■ **Document excerpt**:
════

Developing a Body Image

Adopted children have struggles with body image, too — perhaps greater than those of their non-adopted peers.

Developing a strong body image is important for adopted children

My 11-year-old daughter is an inveterate bra-shopper. Go near a mall, and she’ll start searching for the right brassiere to hold her developing bosom. Not that she wears the bras we buy. “Someone might see the straps under my shirt,” Lily explains. For now, the bras remain tucked in a drawer, waiting for the day she feels safe enough to wear them.

I’m willing to pay for these purchases because I remember my own puberty and the confusion I felt at the transformation of my body. Like I did, Lily struggles with being both proud and embarrassed by her emerging figure. And like I did, she looks at her mother’s body and compares: Mommy, will my breasts be like yours? How old were you when you started wearing a bra?

But here’s the difference. Watching my mother, I had a pretty good idea of what I’d look like as an adult. Being adopted, my daughter can find few clues to her own physical future in me.

════

■ **Record excerpts**:
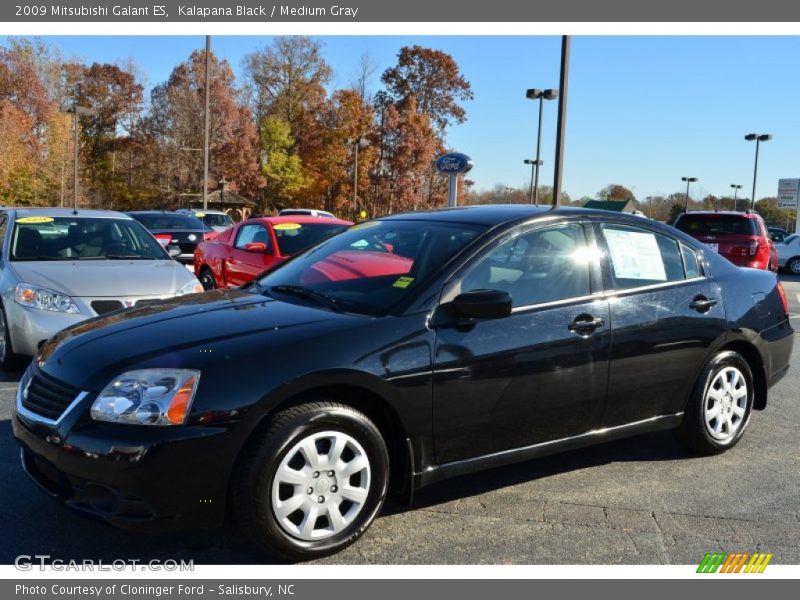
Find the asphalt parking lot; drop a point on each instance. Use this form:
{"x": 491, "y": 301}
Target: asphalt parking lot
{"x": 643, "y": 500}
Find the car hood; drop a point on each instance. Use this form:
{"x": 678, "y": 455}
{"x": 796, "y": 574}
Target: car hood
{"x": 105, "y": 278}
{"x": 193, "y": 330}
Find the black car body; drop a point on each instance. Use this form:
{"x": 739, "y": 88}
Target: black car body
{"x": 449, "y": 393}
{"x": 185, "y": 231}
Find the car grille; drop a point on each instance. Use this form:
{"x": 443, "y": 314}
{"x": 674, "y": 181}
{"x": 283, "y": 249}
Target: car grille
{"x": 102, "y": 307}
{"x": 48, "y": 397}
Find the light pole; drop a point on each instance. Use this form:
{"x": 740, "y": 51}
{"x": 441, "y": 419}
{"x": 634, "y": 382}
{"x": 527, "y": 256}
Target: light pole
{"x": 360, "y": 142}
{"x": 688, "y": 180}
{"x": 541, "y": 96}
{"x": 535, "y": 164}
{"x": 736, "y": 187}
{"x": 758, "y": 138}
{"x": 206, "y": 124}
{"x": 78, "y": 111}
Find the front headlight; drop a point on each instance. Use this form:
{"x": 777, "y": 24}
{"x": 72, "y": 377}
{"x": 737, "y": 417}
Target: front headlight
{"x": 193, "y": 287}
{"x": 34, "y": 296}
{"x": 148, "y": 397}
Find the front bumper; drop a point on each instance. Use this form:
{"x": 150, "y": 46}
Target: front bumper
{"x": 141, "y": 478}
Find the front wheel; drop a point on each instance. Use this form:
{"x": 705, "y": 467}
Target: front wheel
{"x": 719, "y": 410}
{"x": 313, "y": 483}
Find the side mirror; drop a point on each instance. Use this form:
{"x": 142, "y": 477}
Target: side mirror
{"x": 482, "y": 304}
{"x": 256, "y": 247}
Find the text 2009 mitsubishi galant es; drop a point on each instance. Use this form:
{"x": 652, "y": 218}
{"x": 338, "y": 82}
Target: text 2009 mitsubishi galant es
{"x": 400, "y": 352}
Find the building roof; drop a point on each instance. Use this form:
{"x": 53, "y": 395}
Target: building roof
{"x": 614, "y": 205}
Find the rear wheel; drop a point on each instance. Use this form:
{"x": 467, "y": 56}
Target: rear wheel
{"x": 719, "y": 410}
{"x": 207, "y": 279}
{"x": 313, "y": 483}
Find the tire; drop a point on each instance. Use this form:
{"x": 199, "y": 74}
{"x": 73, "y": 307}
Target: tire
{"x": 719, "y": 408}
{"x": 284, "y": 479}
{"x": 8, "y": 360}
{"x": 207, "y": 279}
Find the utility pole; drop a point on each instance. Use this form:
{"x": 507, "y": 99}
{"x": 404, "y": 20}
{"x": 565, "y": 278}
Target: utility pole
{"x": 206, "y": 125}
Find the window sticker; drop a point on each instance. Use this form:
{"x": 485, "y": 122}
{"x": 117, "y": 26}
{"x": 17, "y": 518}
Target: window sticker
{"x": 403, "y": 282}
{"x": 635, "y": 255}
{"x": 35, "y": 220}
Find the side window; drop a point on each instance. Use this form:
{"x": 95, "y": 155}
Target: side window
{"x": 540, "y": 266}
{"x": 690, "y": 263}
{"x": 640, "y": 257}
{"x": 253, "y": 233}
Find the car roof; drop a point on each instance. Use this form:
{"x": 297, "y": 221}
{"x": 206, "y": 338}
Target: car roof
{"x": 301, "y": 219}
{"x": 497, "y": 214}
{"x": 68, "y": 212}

════

■ **Assigned task**: Continue the essay on adopted children's body image, starting after its final sentence.

■ **The answer**:
This is a concern for all adoptive parents, as they see their children struggling with body image. From their earliest moments of puberty, adoptees wonder whom they are like as developing adults, writes psychiatrist Elinor B. Rosenberg in her book, The Adoption Life Cycle. Children who have photographs of birth parents, or actually have met them, are at an advantage here. These are real people a child can compare himself to. The child who has little information — who knows only that her mother was petite, or her father was heavyset, or who knows nothing at all — will inevitably wonder.

How can parents help? Talking about puberty is a good start. Lily and I have talked about how my body is different from hers. We discuss what she might expect, what her biological mother might look like, and how she compares to the rest of the girls in her class. Though I can provide few answers, she seems truly appreciative of my joining in her musings.

Being resourceful, Lily has also looked elsewhere for clues. During a recent trip to New York City, she carefully studied all the Asian women on the street. “Mom, see that woman?” Lily whispered to me. “I think I’m going to look like her someday.” Or: “I think I’ll be taller than that girl when I’m grown.” Lily’s comments remind me how important it is that transracially adopted children have older role models of the same ethnic background. We are lucky to have quite a few Asian friends. But just as important, I think, are more incidental role models. Last winter, we drove to Boston to attend the Wellesley College Asian Students Cultural Festival. My daughter could have cared less about making origami animals or fashioning Chinese lanterns. What Lily wanted was to watch the girls — to see how they dressed, laughed, and talked. And to see how big their breasts were.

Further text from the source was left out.